[Object position labeling lines]
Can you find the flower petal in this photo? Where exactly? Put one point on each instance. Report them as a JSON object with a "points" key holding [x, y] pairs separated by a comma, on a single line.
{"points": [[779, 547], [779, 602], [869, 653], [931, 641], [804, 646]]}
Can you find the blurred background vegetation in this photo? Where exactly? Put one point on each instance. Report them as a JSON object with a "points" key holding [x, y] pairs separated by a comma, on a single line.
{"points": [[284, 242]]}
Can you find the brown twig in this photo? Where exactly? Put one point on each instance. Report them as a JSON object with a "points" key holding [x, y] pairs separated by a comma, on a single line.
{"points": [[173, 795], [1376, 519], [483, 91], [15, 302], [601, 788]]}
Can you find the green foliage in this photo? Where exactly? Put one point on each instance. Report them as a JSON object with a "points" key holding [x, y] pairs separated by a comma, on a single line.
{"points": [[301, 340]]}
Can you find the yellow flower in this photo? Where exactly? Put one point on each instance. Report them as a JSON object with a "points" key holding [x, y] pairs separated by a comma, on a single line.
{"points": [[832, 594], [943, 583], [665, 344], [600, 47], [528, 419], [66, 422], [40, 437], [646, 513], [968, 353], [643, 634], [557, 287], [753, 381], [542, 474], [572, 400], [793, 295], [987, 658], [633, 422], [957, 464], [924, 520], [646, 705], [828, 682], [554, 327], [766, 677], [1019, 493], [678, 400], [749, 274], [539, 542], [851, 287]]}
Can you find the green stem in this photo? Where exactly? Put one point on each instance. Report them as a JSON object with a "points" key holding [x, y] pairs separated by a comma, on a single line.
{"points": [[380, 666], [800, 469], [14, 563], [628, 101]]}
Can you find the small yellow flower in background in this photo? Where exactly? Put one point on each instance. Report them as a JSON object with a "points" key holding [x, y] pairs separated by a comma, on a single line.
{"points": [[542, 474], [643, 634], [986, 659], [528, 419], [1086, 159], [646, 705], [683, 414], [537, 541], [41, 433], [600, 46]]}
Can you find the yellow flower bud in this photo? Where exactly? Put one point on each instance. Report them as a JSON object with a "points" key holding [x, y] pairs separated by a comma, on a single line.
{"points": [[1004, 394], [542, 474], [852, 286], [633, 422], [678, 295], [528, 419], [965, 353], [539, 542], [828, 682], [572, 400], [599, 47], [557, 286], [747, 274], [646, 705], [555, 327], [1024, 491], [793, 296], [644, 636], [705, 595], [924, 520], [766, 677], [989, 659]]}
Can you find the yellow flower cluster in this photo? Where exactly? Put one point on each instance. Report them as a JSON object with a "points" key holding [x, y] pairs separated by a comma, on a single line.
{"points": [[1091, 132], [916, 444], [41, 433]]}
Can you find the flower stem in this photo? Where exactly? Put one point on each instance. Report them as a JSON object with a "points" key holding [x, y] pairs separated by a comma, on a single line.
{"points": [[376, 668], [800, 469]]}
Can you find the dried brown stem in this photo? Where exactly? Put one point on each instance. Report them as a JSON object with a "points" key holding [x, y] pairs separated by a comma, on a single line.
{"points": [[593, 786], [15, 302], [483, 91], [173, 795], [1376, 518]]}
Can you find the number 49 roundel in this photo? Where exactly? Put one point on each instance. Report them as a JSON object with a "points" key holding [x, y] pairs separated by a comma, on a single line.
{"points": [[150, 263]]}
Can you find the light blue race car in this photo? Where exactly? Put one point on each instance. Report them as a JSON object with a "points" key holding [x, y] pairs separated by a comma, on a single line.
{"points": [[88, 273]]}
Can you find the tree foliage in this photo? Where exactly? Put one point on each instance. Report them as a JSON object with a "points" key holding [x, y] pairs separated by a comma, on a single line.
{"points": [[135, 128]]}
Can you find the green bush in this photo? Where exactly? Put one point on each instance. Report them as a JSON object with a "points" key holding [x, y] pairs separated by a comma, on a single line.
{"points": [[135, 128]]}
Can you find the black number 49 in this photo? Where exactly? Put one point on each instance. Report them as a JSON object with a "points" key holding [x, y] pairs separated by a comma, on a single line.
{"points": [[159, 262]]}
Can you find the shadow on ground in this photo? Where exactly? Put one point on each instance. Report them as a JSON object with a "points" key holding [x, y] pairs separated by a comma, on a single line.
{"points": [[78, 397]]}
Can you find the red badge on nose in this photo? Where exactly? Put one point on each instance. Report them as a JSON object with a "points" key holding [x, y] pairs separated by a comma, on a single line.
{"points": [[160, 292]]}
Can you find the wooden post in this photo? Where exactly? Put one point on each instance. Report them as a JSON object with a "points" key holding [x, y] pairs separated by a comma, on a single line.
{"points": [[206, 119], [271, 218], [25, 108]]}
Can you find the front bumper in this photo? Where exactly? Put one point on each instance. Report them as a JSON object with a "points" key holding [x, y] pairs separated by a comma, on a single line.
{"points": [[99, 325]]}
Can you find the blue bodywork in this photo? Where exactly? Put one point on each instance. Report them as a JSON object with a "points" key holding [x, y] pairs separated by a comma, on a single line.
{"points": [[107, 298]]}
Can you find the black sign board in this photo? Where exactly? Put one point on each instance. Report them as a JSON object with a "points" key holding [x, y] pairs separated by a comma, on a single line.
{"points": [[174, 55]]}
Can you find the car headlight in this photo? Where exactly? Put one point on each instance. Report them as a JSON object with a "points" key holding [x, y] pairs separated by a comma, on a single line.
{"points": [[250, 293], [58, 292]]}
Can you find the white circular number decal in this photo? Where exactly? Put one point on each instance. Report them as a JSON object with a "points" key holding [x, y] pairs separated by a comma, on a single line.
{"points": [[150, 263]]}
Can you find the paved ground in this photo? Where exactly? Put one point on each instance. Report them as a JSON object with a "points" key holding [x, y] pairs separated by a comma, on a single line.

— Objective —
Please give these lines as a numbered list, with the blank lines left out.

— Full response —
1. Can you find the flower petal in this photo? Where exactly? Put one point on each instance. Report them as a JSON object with a "points" key holding [x, y] pairs separated by a comma, on a single line.
2. {"points": [[779, 547], [779, 602], [869, 653], [931, 641], [804, 646]]}
3. Can you find the blurred background vegetation in this photo? Where exactly? Put one point on each instance. Report them as a JSON object with a "points" key holding [x, y] pairs separated by a comma, on a single line.
4. {"points": [[284, 242]]}
5. Can you find the brown twig in this photo? Where exactly? Put one point on each instance. Report them as a JSON object with a "points" key holding [x, y] pairs separated by a comma, on a single line.
6. {"points": [[173, 795], [1376, 519], [483, 91], [15, 302], [601, 788]]}
7. Can you find the green foliage in this photo? Where exactly? Put one point on each instance. Report them as a JSON object with a "points" key holding [x, y] pairs separated by a comma, on a single line.
8. {"points": [[301, 340]]}
9. Can you find the yellow flower in this photo? Where exactly? Put one point on each instance. Report them as a JSON object with a "points" key holding [x, y] pairs separated by a comma, on a single line.
10. {"points": [[832, 594], [943, 583], [665, 344], [600, 47], [528, 419], [66, 422], [40, 437], [646, 513], [968, 353], [643, 634], [557, 287], [753, 381], [542, 474], [572, 400], [793, 295], [987, 658], [633, 422], [957, 464], [924, 520], [646, 705], [828, 682], [554, 327], [766, 677], [1019, 493], [678, 400], [749, 274], [539, 542], [851, 287]]}
11. Can you find the green stem in this photo? Where exactly? Put one point on each instance. Report them as a JSON object with a "points" key holding [x, y] pairs separated by a comma, on a single line.
12. {"points": [[380, 666], [800, 469], [14, 563], [628, 101]]}
13. Can you find the small yellow flower in background in this photo? Where exactly? Put one point on each instance. Report them as a JSON object with a "points" key holding [x, y] pairs separated by a comma, on a single line.
14. {"points": [[542, 474], [643, 634], [986, 659], [528, 419], [1086, 159], [646, 705], [683, 414], [537, 541], [41, 433], [600, 46]]}
15. Can you find the yellow flower bud in this photo? Where exactly? Put one point on each instance. Report them as a JSON object with a "points" key holding [x, y] pairs separated by a comma, on a single line.
16. {"points": [[1004, 394], [542, 474], [852, 286], [633, 422], [678, 295], [528, 419], [965, 353], [539, 542], [828, 682], [572, 400], [599, 47], [557, 286], [747, 274], [646, 705], [555, 327], [1024, 491], [793, 296], [644, 636], [705, 595], [924, 520], [766, 677], [989, 659]]}
17. Can you find the yellow flower cluster in this photo? Where exactly? Put one point on each instance. Report them as a JSON object with a "points" key holding [x, y] pairs separated by a comma, on a single line.
18. {"points": [[1091, 132], [916, 444], [41, 433]]}
19. Can you find the flower stem in this photo? Where exactly? Put one point on each instance. Report them as a JSON object with a "points" key holding [x, y] pairs separated by a comma, on a single line.
20. {"points": [[376, 668], [800, 469]]}
21. Can you find the dried brown stem in this photo? Where exactly? Put one point on each instance. Report them as a JSON object with a "points" key holding [x, y] pairs separated by a comma, on a single line.
22. {"points": [[593, 786], [15, 302], [483, 91], [173, 795], [1376, 518]]}
23. Can you find the number 49 roundel in this photo? Where exactly? Put one point on each instance. Report them as a JSON object with a "points" key holding [x, y] pairs separated by a comma, on a single line.
24. {"points": [[150, 263]]}
25. Can you find the light blue race car in this photo? Where exactly? Put one point on each instance. Report them as a JSON object with a "points" key holding [x, y] pairs separated by a comma, on a single line.
26. {"points": [[88, 273]]}
27. Can you find the tree foliage in this photo? Where exactly? Put one point on each instance. Report them as a JSON object with a "points" key holding [x, y] pairs separated by a comma, on a single line.
28. {"points": [[135, 128]]}
29. Can you find the green bush in this photo? Where exactly? Put one point on each instance. Report them as a JSON object with a "points" key holding [x, y] pairs separated by a comma, on a single line.
30. {"points": [[135, 128]]}
31. Can you find the black number 49 in this photo? Where exactly? Put one point on each instance. Report them as a JSON object with a "points" key holding [x, y] pairs separated by a comma, on a single line.
32. {"points": [[159, 262]]}
33. Can you find the shadow on ground in this photo? Where exactly? Put one point on each instance. Report them as a JSON object with a "points" key holding [x, y] pairs separated by a comma, on a single line.
34. {"points": [[78, 397]]}
35. Can you find the red badge on nose in this photo? Where exactly? Put one point on each instance. Report them as a JSON object with a "points" key holding [x, y] pairs separated by a comma, on a single line.
36. {"points": [[160, 292]]}
37. Can you find the wooden post in this photo? Where exactly? Put one point on each instance. Report them as a JSON object with a "points" key holding [x, y] pairs separated by a comma, on a single line.
38. {"points": [[206, 119], [271, 218], [25, 108]]}
39. Can you find the front bumper in this photo? Where exactly? Put one point on each instance. Report them as a JSON object with a "points" key holding [x, y] pairs separated by a comma, on a single line.
40. {"points": [[99, 325]]}
41. Can you find the blue bodywork in this photo? Where exactly? Put one point on each instance. Report them as a JSON object with a "points" key holding [x, y] pairs separated by a comma, on a single line.
42. {"points": [[107, 298]]}
43. Can you find the black sign board in this photo? Where exactly? Put one point on each instance. Report them as a JSON object with a "points" key holding [x, y] pairs separated by a comma, on a single line.
44. {"points": [[174, 55]]}
45. Can you find the car headlight in this photo? Where exactly? Put one point on each instance. Report them as a JSON object with a "points" key holding [x, y] pairs separated by a comma, on a single line.
46. {"points": [[250, 293], [58, 292]]}
47. Can you find the white circular number decal in this photo? Where exactly? Put one point on each instance. Report them as a JSON object with a "points" key holding [x, y] pairs separated by a comma, on a single line.
48. {"points": [[150, 263]]}
49. Can you find the paved ground in this photo? Where exactly? Put one point on each instance. Report them as a JSON object with a "points" key holding [x, y] pairs separated by a comma, on a single line.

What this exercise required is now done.